▸ EXERCÍCIO PROPOSTO
Filtre o material abaixo e copie todas as linhas que contêm a palavra "undershirt". Diferencie maiúsculas de minúsculas.

---+---

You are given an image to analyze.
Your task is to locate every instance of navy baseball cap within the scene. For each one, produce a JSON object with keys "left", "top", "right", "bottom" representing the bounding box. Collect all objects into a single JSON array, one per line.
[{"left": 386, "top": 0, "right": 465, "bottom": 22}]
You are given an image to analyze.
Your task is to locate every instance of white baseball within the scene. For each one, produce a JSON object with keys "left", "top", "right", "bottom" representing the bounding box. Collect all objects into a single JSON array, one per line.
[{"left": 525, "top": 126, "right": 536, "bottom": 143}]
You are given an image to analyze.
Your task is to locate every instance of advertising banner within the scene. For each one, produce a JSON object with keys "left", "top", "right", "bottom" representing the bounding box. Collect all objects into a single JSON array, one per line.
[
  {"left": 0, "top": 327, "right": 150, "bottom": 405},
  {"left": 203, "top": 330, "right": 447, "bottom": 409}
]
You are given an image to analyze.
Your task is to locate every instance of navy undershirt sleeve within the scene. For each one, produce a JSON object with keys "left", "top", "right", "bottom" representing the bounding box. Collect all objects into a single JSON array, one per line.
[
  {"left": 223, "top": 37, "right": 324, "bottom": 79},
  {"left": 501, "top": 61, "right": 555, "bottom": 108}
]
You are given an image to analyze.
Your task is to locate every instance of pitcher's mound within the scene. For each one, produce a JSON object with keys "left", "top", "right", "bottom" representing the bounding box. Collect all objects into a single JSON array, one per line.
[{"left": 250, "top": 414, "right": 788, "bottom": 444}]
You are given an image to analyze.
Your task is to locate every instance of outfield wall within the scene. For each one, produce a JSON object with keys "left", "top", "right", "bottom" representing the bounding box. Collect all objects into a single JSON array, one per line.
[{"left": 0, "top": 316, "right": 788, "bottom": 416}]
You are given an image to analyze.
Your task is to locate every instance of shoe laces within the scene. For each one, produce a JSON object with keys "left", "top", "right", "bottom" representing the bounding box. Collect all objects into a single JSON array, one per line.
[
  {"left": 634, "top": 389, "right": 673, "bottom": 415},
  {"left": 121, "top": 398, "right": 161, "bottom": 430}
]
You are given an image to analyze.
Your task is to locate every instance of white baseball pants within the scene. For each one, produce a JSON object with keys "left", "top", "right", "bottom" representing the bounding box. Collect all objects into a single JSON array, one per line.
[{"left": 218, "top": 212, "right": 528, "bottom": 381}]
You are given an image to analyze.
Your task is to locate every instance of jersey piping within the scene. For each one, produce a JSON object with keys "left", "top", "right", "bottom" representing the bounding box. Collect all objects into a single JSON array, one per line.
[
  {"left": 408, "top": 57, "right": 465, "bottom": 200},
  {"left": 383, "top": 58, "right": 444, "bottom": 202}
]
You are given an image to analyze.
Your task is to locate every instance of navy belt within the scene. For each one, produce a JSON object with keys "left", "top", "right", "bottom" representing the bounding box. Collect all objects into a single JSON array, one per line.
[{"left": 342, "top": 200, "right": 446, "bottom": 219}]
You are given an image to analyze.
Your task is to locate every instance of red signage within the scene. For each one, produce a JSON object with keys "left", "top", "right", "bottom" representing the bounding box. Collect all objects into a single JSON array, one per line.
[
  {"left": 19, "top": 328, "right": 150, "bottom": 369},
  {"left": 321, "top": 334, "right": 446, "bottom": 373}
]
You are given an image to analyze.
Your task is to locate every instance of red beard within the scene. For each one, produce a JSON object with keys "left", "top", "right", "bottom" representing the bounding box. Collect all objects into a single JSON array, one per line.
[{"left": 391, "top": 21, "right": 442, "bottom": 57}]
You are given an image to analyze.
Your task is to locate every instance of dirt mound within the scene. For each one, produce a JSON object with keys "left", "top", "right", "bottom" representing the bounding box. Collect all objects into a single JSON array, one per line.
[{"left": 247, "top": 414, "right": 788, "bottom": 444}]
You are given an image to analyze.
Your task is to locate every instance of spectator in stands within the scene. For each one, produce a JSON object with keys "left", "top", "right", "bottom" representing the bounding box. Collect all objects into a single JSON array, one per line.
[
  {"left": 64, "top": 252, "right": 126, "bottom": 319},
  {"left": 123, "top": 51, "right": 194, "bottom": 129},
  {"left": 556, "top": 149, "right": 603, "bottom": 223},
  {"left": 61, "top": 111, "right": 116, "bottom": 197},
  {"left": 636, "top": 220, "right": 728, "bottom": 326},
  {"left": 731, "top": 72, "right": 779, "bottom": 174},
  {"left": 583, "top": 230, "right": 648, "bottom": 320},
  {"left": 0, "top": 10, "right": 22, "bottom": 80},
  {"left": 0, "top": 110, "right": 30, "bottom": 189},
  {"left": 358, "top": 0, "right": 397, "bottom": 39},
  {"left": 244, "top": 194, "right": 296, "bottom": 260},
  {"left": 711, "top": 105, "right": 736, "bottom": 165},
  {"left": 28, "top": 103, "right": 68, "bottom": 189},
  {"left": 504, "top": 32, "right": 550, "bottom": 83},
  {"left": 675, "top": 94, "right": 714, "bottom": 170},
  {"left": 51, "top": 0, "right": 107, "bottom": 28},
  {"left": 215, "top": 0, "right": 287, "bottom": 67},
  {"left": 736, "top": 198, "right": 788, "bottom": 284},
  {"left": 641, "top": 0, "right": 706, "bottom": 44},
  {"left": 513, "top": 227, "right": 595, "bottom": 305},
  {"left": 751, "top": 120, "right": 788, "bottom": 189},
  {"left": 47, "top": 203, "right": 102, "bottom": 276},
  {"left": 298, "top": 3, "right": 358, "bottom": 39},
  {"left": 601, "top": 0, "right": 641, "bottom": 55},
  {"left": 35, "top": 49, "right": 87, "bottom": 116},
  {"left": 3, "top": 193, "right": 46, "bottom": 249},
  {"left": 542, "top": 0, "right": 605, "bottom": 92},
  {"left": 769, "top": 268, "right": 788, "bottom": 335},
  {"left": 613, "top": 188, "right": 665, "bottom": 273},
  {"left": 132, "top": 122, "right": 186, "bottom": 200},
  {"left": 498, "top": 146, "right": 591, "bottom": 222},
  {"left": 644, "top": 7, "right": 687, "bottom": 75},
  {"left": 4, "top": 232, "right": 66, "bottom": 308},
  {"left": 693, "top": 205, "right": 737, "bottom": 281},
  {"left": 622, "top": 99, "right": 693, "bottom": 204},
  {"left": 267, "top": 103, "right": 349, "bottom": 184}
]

---+---

▸ RESPOSTA COMPLETA
Your task is to locate every instance of navy undershirt sleeve within the scene. For each one, produce a JSON object with keys "left", "top", "right", "bottom" representing the bounding box. Collect all objects into a single JSON array, one per line.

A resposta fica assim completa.